— Activity —
Output the data verbatim, with nothing added or dropped.

— Data extracts —
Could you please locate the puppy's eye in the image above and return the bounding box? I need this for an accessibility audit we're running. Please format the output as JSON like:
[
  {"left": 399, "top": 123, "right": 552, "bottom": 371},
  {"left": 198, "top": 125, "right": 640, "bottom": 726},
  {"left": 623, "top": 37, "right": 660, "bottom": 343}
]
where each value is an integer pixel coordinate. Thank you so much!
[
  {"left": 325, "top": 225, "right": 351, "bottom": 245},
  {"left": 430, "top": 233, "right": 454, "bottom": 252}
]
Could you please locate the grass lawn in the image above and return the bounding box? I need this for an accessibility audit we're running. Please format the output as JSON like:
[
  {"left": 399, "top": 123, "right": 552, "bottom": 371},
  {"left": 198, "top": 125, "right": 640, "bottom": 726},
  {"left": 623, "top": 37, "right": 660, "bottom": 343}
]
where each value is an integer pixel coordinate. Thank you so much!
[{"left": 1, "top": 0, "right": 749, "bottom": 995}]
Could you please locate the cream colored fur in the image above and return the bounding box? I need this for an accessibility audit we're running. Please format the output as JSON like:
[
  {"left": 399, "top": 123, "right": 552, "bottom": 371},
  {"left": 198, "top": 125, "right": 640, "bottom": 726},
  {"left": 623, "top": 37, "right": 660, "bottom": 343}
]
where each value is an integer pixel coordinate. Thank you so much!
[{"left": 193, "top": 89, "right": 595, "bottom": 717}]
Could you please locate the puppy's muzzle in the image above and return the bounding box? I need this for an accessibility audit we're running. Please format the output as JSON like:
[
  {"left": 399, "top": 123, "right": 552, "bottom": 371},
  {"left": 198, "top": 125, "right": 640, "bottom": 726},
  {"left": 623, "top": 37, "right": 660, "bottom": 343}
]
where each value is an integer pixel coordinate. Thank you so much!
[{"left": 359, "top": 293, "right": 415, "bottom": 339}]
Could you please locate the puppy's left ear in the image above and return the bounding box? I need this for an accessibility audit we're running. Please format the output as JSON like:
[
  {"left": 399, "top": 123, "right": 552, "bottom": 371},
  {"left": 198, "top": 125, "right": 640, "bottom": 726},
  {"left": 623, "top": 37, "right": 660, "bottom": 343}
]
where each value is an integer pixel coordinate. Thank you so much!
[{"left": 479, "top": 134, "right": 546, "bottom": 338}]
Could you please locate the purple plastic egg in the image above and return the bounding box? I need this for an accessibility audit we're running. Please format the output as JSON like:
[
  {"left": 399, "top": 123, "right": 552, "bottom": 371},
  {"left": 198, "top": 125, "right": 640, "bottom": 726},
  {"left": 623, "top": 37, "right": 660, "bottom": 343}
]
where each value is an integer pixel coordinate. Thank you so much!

— Result —
Could you please locate the puppy's eye in the image above and return the bounding box? I need this for an accessibility audit we're running. Please format the output as JSON like:
[
  {"left": 399, "top": 123, "right": 552, "bottom": 371},
  {"left": 198, "top": 125, "right": 640, "bottom": 726},
  {"left": 623, "top": 37, "right": 660, "bottom": 343}
]
where each value is an integer pixel coordinate. Thank you so much!
[
  {"left": 325, "top": 225, "right": 351, "bottom": 245},
  {"left": 430, "top": 233, "right": 454, "bottom": 252}
]
Could you please locate the grass lawn in the image above and return the bounding box? I need this for an accessibility audit we're running. Please format the output as JSON like:
[
  {"left": 399, "top": 123, "right": 552, "bottom": 371},
  {"left": 198, "top": 125, "right": 640, "bottom": 726},
  {"left": 623, "top": 37, "right": 660, "bottom": 343}
]
where each value is an integer pixel coordinate. Thank you so much!
[{"left": 1, "top": 0, "right": 749, "bottom": 995}]
Could you please locate the cream colored fur in the image above and return the bounding box? I need this for an accessibility audit we're running. Please format the output as JSON like:
[
  {"left": 399, "top": 123, "right": 552, "bottom": 371},
  {"left": 198, "top": 125, "right": 640, "bottom": 726},
  {"left": 623, "top": 37, "right": 660, "bottom": 343}
]
where each value is an integer pixel coordinate. Thank you so much!
[{"left": 193, "top": 89, "right": 595, "bottom": 717}]
Could you please locate the puppy's muzzle in the image above and return the bounding box? I need this for an accessibility audit we're running. Please format the output as JSON like:
[
  {"left": 399, "top": 123, "right": 552, "bottom": 371},
  {"left": 198, "top": 125, "right": 640, "bottom": 726},
  {"left": 623, "top": 37, "right": 660, "bottom": 343}
]
where each value is an integer pixel coordinate. Thank you so much!
[{"left": 359, "top": 293, "right": 415, "bottom": 339}]
Could you please locate the puppy's left ear in the image above and return the bounding box? I need this for an accessibility audit we're running. Please format the output as JSON like:
[
  {"left": 399, "top": 123, "right": 552, "bottom": 371},
  {"left": 198, "top": 125, "right": 640, "bottom": 726},
  {"left": 623, "top": 37, "right": 660, "bottom": 343}
]
where each value is an integer pixel coordinate. Thank you so much!
[{"left": 479, "top": 134, "right": 546, "bottom": 338}]
Could you please locate the purple plastic egg in the image above and return the bounding box? I need this for an accessibility audit we're running. Please format the output as JSON like:
[
  {"left": 399, "top": 123, "right": 552, "bottom": 371},
  {"left": 198, "top": 125, "right": 640, "bottom": 726},
  {"left": 623, "top": 37, "right": 660, "bottom": 343}
]
where each value is an integer pixel coordinate. Thank you so much!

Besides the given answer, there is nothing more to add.